▶ Given exercise 1
Turn the paragraph in the album reviews that begins "This album is a real delicious mindblower" into a short bulleted list that keeps its main facts.
▶ Given exercise 2
Reproduce the passage of the album reviews between "This album is a" and "of the year.", inclusive, word for word.

## START Text segment

This album is staggering in its creativity, even though it's probably the most pop-focused of Rollerball's releases. They bring the funk influence, which has always been lurking, closer to the fore quite tastefully, with propulsive drums and full-bodied bass inspiring movement, but the highlight of their music is definitely the super-catchy lyrics and melodies. Stabbing, anthemic horn leads and smoky piano lines accompany their vaguely dadaist cabaret vocals, singing seemingly lighthearted verses about clarinet samples and our forefathers wearing drag, but the sense of tension that their dramatic presentation inspires is remarkable. Rollerball's little details of organic experimentation and everything-including-the-kitchen-sink noisemaking are still present in some form, but they're more tightly woven into the songs themselves, such that the album is full of interesting sounds throughout, but free from gratuitously tacked on elements. Still, this is a far cry from the extended free-noise of their earlier works. Tracks like "66 Deadhead Spies" and "Starling" play up the loungey aspects—shared male/female vocals and slick piano instrumentation; while a steady bassline anchors "Mike's Hind," the sole instrumental piece, as various sound effects and improvised phrases float through the mix. "Spine Delay" seems to be a shout out to all dudes in the audience with its deranged, at times hyper-falsetto, singing, until the horror-movie organ emerges and the band settles on a mellow groove. The album ends with a suitably incomprehensible spoken word piece about nature. Rollerball are an entertaining and interesting band, and it's great to hear further development of their refreshingly unique pop music.
~ Steve Smith, Brainwashed.com

This album is a real delicious mindblower, at first I thought I'd put Tom Zé on by accident, but it's just part of the wildly diverse aesthetic of Rollerball, to have incorporated elements of tropicalia in their genre hybrid mix of sounds and influences. This Portland band are hard to pin down, but imagine Slapp Happy sending tart valentines to Can by way of Sun Ra. Dub Housing Pere Ubu doing grooves with Volcano the Bear and setting fire to their hats, or Piano Magic jamming with Carla Bley. Shape shifting through free jazz, improvisation, funk, gypsy reels, woozy mariachi, male and female vocals, sci-fi dub, organic electronica, punchy extraterrestrial soundtracks, hallucinatory madrigals, and some sort of smooth futuristic pop. Easily one of the best albums of the year.

## END Text segment
## START Extracted entries

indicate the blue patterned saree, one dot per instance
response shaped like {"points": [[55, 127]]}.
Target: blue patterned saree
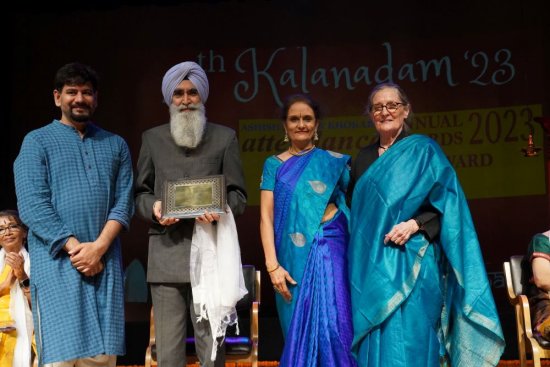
{"points": [[317, 322], [422, 304]]}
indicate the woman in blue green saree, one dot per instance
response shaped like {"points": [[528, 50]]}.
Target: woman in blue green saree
{"points": [[304, 230], [417, 300]]}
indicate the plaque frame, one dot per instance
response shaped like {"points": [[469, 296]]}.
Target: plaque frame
{"points": [[177, 203]]}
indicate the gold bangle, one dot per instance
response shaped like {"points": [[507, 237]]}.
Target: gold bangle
{"points": [[275, 268]]}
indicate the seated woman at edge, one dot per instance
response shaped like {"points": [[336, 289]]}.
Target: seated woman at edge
{"points": [[536, 266], [16, 328], [417, 300], [304, 231]]}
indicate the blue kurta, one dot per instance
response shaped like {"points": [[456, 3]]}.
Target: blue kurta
{"points": [[317, 322], [417, 302], [71, 186]]}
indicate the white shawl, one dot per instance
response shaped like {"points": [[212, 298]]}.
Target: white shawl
{"points": [[216, 275], [22, 315]]}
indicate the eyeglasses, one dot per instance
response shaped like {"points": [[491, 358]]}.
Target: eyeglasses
{"points": [[12, 227], [391, 107]]}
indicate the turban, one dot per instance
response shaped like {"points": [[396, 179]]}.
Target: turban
{"points": [[190, 70]]}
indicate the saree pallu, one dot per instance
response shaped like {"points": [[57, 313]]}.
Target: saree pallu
{"points": [[317, 322], [424, 300]]}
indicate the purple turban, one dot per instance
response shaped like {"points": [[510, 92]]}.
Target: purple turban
{"points": [[190, 70]]}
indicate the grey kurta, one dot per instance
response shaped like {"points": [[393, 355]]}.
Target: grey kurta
{"points": [[161, 159]]}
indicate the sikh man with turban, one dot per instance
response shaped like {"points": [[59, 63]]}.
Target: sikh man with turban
{"points": [[186, 147]]}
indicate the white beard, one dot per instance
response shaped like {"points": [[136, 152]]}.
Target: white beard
{"points": [[187, 127]]}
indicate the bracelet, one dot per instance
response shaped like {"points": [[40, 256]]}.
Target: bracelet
{"points": [[275, 268]]}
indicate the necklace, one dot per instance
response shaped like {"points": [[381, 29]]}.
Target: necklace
{"points": [[301, 152]]}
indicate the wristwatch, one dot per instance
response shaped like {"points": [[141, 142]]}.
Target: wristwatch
{"points": [[25, 283]]}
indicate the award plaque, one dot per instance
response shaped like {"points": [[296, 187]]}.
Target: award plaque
{"points": [[190, 198]]}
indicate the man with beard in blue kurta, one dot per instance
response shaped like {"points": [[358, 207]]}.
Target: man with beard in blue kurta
{"points": [[74, 190]]}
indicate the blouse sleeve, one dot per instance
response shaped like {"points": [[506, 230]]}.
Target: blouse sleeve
{"points": [[267, 181]]}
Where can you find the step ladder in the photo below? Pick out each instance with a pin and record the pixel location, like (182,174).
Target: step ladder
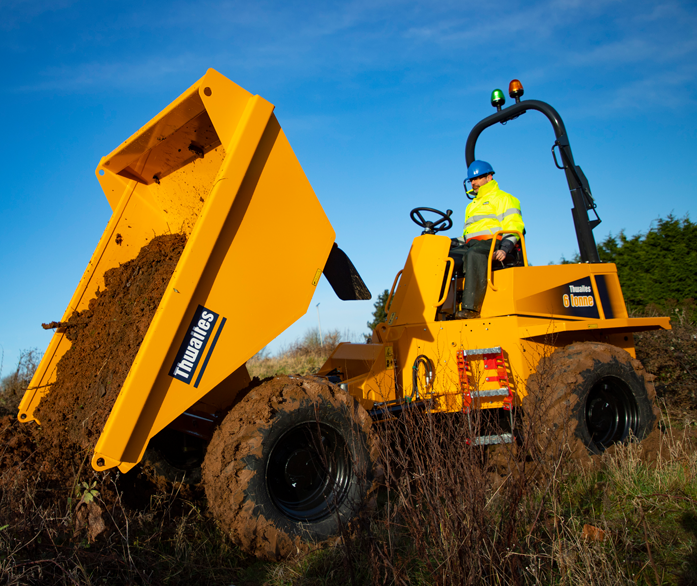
(495,368)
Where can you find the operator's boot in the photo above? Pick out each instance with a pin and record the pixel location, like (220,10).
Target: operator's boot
(466,314)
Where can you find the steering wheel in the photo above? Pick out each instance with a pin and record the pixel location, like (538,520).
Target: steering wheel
(445,222)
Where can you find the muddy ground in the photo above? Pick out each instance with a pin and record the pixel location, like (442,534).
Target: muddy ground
(47,468)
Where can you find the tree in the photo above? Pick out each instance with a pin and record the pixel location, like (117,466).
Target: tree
(379,314)
(656,266)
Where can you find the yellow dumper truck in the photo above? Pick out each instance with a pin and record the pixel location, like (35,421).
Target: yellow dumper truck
(289,461)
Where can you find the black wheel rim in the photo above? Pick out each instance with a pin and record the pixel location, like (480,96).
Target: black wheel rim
(308,472)
(611,412)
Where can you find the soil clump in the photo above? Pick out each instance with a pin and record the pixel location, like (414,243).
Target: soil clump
(54,456)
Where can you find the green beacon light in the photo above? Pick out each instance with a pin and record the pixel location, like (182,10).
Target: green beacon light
(497,99)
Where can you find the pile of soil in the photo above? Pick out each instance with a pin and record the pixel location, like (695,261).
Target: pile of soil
(105,339)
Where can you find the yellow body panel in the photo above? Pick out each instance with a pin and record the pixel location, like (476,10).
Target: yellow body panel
(252,219)
(527,312)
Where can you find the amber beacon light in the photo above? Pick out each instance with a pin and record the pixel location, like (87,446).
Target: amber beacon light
(515,90)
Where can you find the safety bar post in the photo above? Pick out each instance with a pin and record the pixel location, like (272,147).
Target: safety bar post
(574,176)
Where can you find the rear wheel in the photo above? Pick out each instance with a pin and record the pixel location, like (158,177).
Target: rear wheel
(290,466)
(589,396)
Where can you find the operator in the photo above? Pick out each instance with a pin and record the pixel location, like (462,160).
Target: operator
(491,211)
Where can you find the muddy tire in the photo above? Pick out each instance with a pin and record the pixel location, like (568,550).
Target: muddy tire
(291,466)
(587,397)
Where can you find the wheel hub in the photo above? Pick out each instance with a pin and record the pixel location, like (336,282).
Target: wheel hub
(611,412)
(308,472)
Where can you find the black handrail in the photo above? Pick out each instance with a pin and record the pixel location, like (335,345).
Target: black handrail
(578,184)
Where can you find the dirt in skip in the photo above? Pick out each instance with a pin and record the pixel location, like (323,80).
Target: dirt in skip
(105,338)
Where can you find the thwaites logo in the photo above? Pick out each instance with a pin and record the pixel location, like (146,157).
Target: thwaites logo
(197,336)
(579,296)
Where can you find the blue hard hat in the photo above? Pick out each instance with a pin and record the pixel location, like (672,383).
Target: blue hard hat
(479,168)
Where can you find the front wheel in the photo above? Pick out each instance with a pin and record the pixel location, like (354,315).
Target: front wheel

## END Extracted entries

▶ Complete output 1
- The reviewer first thought a Tom Zé record had been put on by accident, but the tropicalia elements belong to Rollerball's diverse, genre-hybrid aesthetic.
- The band is from Portland and hard to pin down. The reviewer compares it to Slapp Happy sending tart valentines to Can by way of Sun Ra, to Dub Housing Pere Ubu doing grooves with Volcano the Bear, and to Piano Magic jamming with Carla Bley.
- The album shifts through free jazz, improvisation, funk, gypsy reels, woozy mariachi, male and female vocals, sci-fi dub, organic electronica, punchy extraterrestrial soundtracks, hallucinatory madrigals, and smooth futuristic pop.
- The reviewer calls it easily one of the best albums of the year.

▶ Complete output 2
This album is a real delicious mindblower, at first I thought I'd put Tom Zé on by accident, but it's just part of the wildly diverse aesthetic of Rollerball, to have incorporated elements of tropicalia in their genre hybrid mix of sounds and influences. This Portland band are hard to pin down, but imagine Slapp Happy sending tart valentines to Can by way of Sun Ra. Dub Housing Pere Ubu doing grooves with Volcano the Bear and setting fire to their hats, or Piano Magic jamming with Carla Bley. Shape shifting through free jazz, improvisation, funk, gypsy reels, woozy mariachi, male and female vocals, sci-fi dub, organic electronica, punchy extraterrestrial soundtracks, hallucinatory madrigals, and some sort of smooth futuristic pop. Easily one of the best albums of the year.